#### [The problem]
Each line of the material below should be reproduced exactly.

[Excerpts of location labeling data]

▬▬▬

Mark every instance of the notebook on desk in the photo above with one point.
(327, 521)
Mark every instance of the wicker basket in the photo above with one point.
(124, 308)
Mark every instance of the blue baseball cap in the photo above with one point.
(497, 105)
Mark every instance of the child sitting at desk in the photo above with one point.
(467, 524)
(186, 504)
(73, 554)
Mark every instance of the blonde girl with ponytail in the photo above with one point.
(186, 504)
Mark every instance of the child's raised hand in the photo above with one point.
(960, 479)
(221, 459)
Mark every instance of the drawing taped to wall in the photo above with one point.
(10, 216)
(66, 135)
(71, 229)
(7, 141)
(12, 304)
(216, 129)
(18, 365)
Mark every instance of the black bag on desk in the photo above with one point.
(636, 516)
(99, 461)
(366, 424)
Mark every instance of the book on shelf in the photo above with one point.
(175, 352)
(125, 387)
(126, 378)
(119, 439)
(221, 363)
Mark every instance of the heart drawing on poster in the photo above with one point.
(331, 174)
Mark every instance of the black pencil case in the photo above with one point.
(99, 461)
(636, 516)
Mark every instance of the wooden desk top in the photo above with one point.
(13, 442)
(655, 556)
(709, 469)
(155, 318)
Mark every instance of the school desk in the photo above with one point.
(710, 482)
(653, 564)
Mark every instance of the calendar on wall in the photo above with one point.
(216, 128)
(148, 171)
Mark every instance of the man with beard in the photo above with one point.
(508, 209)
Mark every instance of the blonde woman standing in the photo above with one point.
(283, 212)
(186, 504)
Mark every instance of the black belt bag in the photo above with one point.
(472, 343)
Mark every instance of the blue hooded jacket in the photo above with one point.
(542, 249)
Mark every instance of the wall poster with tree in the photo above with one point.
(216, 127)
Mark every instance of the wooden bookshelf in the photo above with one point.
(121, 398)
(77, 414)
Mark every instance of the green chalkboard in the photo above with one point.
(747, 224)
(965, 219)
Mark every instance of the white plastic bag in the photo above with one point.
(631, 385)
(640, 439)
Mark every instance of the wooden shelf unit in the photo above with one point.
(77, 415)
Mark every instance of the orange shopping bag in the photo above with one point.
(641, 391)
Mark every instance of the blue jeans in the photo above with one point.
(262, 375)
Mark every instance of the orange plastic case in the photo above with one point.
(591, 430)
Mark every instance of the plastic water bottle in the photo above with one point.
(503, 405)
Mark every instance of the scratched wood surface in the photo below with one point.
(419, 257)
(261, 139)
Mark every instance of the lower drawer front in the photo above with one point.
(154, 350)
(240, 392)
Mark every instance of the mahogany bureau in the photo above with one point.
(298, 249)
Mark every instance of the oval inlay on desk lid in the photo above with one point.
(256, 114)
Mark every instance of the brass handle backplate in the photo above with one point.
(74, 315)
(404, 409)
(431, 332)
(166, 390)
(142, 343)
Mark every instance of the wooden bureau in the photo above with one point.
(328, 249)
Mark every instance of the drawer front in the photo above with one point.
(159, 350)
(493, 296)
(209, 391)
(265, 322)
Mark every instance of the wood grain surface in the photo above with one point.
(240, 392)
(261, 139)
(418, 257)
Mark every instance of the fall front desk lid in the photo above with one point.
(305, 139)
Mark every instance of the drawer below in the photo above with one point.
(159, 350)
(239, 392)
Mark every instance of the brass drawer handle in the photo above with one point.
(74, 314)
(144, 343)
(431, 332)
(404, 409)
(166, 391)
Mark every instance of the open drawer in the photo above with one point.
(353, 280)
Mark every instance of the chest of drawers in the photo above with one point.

▬▬▬

#### [Answer to this task]
Mark every instance of the notebook on desk in the photo above with one point.
(327, 521)
Mark every instance of the wicker basket in the photo above with one point.
(124, 308)
Mark every instance of the blue baseball cap in the photo above with one point.
(497, 105)
Mark every instance of the child sitting at desk in the photo above with one point.
(467, 524)
(186, 504)
(73, 554)
Mark every instance of the blonde girl with ponytail in the photo above with one point.
(186, 504)
Mark every instance of the child's raised hand in the photo above with one point.
(960, 479)
(221, 459)
Mark every instance of the drawing taped to wall in the photo above with one point.
(10, 216)
(66, 135)
(71, 229)
(7, 141)
(12, 304)
(216, 129)
(18, 365)
Mark every instance of the black bag on desk in the photo above with one point.
(636, 516)
(99, 461)
(366, 424)
Mark every instance of the book on shelf in the photo above with one point.
(175, 352)
(125, 387)
(126, 378)
(119, 439)
(221, 363)
Mark every instance of the heart drawing on poster in the photo above with one point.
(331, 174)
Mark every instance of the black pencil case in the photo above with one point.
(99, 461)
(636, 516)
Mark every instance of the wooden desk top in the photo above with one point.
(13, 442)
(655, 556)
(709, 469)
(155, 318)
Mark every instance of the school desk in the photo above with one point.
(710, 482)
(653, 564)
Mark every instance of the calendar on wall in the photo above with one point.
(216, 128)
(148, 171)
Mark every instance of the man with beard in the photo above with one point.
(508, 209)
Mark every instance of the blonde woman standing in the photo above with one point.
(283, 212)
(186, 504)
Mark every instance of the black belt bag in the photo above with one point.
(472, 343)
Mark every instance of the blue hooded jacket in the photo above with one point.
(542, 249)
Mark every instance of the wall poster with tree in the photo above with one point.
(216, 127)
Mark every instance of the wooden bookshelf in the photo above with one point.
(121, 398)
(77, 414)
Mark every instance of the green chalkboard in the photo above with one point.
(747, 224)
(965, 219)
Mark every instance of the white plastic bag in the photo above with one point.
(631, 385)
(640, 439)
Mark every instance of the wooden shelf unit in the photo above with one point.
(77, 415)
Mark every instance of the orange shopping bag in the photo above with one point.
(641, 391)
Mark every instance of the blue jeans in the photo above with one point.
(262, 375)
Mark every instance of the orange plastic case in the photo above with one point.
(591, 430)
Mark every instance of the plastic water bottle in the photo above with one point.
(503, 405)
Mark every instance of the scratched wood surface in the photo below with one point.
(419, 257)
(261, 139)
Mark every instance of the lower drawer front in the photo above with one point.
(154, 350)
(240, 392)
Mark every instance of the mahogany bureau in the photo above with one point.
(298, 249)
Mark every instance of the oval inlay on desk lid in the photo above with one point.
(256, 114)
Mark every instance of the brass handle backplate in the photo above with one point.
(74, 315)
(404, 409)
(431, 332)
(166, 390)
(142, 343)
Mark every instance of the wooden bureau in the photo above with one point.
(328, 249)
Mark every instance of the drawer front in the photo above with one point.
(159, 350)
(493, 296)
(209, 391)
(265, 322)
Mark every instance of the wood grain surface in the photo above with one point.
(240, 392)
(261, 139)
(418, 257)
Mark every instance of the fall front desk lid in the photo above with one point.
(305, 139)
Mark every instance of the drawer below in the photo above with one point.
(159, 350)
(239, 392)
Mark every instance of the brass drawer handle in the photo above with one point.
(74, 314)
(144, 343)
(431, 332)
(404, 409)
(166, 391)
Mark every instance of the open drawer in the photo above with one point.
(353, 280)
Mark every instance of the chest of drawers in the photo above with one point.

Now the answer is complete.